EXERCISE INSTRUCTIONS →
Please pull out every line of the entries below that contains the word "strap".

THE DATA →
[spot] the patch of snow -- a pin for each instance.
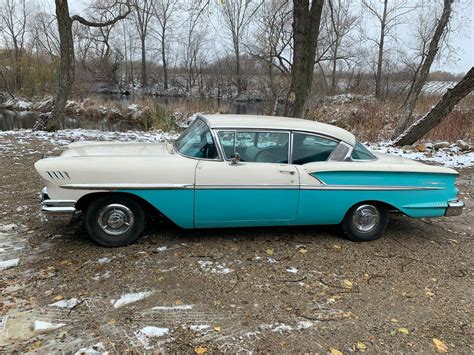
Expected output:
(7, 264)
(181, 307)
(70, 303)
(450, 157)
(146, 334)
(131, 298)
(199, 328)
(96, 349)
(282, 328)
(42, 326)
(214, 268)
(304, 324)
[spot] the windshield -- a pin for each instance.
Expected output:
(360, 152)
(197, 142)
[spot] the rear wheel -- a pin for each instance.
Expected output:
(365, 221)
(114, 221)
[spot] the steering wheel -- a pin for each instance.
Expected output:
(205, 150)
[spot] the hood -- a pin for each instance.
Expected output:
(109, 149)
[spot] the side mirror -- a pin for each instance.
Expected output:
(235, 159)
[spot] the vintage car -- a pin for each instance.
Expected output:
(242, 171)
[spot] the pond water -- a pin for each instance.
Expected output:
(14, 120)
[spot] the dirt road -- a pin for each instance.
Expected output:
(268, 289)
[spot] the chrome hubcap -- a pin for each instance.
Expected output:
(366, 218)
(115, 219)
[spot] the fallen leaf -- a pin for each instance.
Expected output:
(403, 330)
(200, 350)
(35, 346)
(441, 347)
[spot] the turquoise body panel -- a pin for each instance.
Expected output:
(177, 205)
(232, 208)
(201, 208)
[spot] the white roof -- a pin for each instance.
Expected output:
(274, 122)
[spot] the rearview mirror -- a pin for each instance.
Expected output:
(235, 159)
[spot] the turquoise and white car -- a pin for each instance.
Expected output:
(243, 171)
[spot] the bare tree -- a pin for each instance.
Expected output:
(193, 42)
(306, 27)
(449, 100)
(14, 16)
(237, 15)
(387, 17)
(142, 14)
(341, 23)
(422, 74)
(164, 11)
(67, 64)
(271, 45)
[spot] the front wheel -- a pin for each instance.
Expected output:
(114, 221)
(365, 222)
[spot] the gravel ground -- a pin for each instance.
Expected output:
(230, 290)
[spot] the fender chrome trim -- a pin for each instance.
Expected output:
(126, 186)
(454, 208)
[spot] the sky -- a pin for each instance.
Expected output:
(461, 39)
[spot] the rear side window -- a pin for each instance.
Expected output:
(360, 152)
(309, 148)
(254, 146)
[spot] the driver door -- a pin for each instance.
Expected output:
(247, 192)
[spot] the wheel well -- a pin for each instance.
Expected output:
(388, 206)
(86, 200)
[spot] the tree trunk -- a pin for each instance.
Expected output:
(66, 66)
(378, 76)
(306, 23)
(165, 64)
(425, 69)
(439, 112)
(144, 74)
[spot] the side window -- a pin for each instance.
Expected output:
(262, 147)
(360, 152)
(308, 148)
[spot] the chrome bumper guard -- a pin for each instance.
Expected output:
(56, 206)
(454, 208)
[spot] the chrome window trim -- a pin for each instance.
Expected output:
(348, 154)
(219, 154)
(331, 138)
(254, 130)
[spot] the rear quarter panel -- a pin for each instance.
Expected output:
(416, 194)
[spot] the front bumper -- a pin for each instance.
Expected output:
(454, 208)
(56, 206)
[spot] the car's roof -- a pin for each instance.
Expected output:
(273, 122)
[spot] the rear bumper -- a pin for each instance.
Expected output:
(454, 208)
(56, 206)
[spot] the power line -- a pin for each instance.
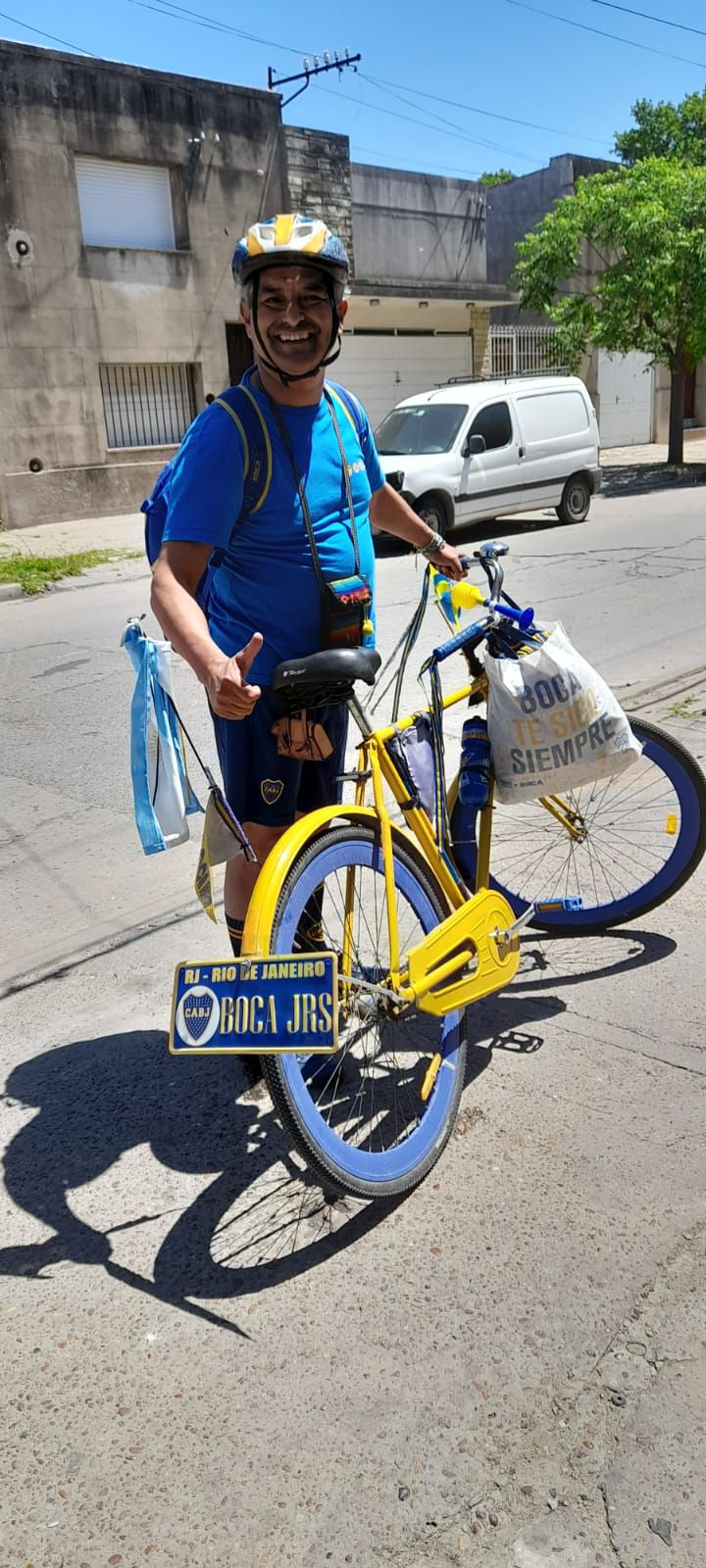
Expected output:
(601, 33)
(479, 141)
(647, 16)
(471, 109)
(457, 135)
(47, 35)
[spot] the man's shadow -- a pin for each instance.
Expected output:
(263, 1219)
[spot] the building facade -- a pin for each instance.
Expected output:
(631, 396)
(123, 195)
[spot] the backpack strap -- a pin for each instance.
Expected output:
(255, 436)
(350, 408)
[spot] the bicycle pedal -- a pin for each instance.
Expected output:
(564, 906)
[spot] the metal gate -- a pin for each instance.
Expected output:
(522, 350)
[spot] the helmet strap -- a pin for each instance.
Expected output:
(334, 337)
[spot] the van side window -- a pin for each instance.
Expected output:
(494, 425)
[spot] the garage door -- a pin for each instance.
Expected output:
(625, 389)
(381, 368)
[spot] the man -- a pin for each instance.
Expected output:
(266, 596)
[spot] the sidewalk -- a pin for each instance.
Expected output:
(645, 457)
(86, 533)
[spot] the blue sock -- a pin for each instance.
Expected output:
(235, 933)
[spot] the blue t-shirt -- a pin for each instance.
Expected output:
(267, 582)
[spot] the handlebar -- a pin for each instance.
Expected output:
(470, 596)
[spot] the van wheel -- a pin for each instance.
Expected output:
(575, 501)
(433, 514)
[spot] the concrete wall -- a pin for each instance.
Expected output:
(517, 208)
(70, 308)
(319, 179)
(418, 232)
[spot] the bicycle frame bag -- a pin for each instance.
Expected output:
(553, 721)
(413, 755)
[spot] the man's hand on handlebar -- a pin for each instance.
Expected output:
(451, 564)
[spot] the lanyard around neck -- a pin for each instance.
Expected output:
(300, 483)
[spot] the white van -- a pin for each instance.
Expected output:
(475, 451)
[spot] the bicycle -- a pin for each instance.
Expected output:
(423, 930)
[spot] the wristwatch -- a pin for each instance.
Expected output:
(433, 545)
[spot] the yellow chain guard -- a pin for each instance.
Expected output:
(468, 930)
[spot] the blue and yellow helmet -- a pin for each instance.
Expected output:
(284, 239)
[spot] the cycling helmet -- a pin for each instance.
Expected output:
(278, 242)
(289, 237)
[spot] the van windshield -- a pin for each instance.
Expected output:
(420, 428)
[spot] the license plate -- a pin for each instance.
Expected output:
(284, 1004)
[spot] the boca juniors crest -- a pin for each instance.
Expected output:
(275, 1004)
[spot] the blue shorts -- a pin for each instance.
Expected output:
(264, 788)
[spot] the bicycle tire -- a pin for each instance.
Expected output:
(666, 781)
(310, 1094)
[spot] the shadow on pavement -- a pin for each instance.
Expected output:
(99, 1098)
(642, 477)
(263, 1220)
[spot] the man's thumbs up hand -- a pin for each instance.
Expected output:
(227, 687)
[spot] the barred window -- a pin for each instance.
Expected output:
(148, 405)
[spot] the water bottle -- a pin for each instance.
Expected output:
(476, 760)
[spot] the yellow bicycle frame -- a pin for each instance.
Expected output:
(471, 953)
(468, 954)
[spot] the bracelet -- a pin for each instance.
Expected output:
(436, 541)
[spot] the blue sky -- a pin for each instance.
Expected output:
(572, 86)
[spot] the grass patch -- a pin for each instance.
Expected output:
(686, 708)
(36, 571)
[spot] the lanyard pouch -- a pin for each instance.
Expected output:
(345, 608)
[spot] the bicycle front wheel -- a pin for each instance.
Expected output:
(640, 835)
(374, 1118)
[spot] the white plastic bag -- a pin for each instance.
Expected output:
(553, 721)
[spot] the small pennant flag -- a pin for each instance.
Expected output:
(224, 839)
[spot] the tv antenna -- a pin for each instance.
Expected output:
(313, 68)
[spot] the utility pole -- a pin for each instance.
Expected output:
(337, 63)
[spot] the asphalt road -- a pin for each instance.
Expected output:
(204, 1361)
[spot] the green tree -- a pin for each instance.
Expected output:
(666, 130)
(620, 266)
(498, 177)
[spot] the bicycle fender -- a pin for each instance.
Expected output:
(281, 858)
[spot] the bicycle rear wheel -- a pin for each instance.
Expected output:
(358, 1117)
(642, 836)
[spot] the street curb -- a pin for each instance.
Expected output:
(635, 698)
(71, 584)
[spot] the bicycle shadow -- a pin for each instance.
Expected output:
(556, 961)
(263, 1219)
(99, 1098)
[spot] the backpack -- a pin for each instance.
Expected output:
(247, 415)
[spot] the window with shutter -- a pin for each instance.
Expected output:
(125, 204)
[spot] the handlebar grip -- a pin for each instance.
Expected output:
(522, 616)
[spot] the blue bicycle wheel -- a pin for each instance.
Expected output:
(360, 1118)
(640, 836)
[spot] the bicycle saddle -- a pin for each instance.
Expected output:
(327, 676)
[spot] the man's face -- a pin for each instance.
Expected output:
(294, 318)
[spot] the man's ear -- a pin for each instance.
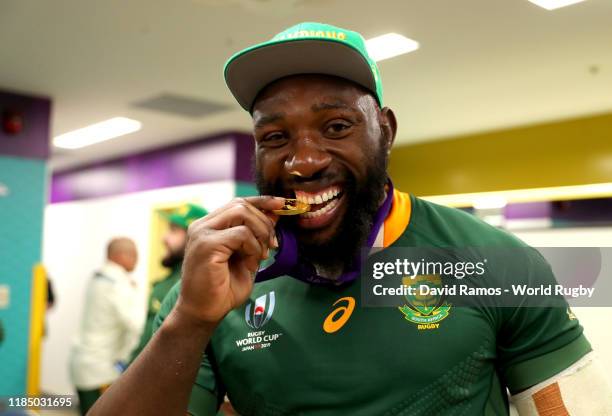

OUTPUT OF THE EXERCISE →
[spot] the backpack strap -- a pin for each instance.
[spot] the helmet strap -- a pin for each instance.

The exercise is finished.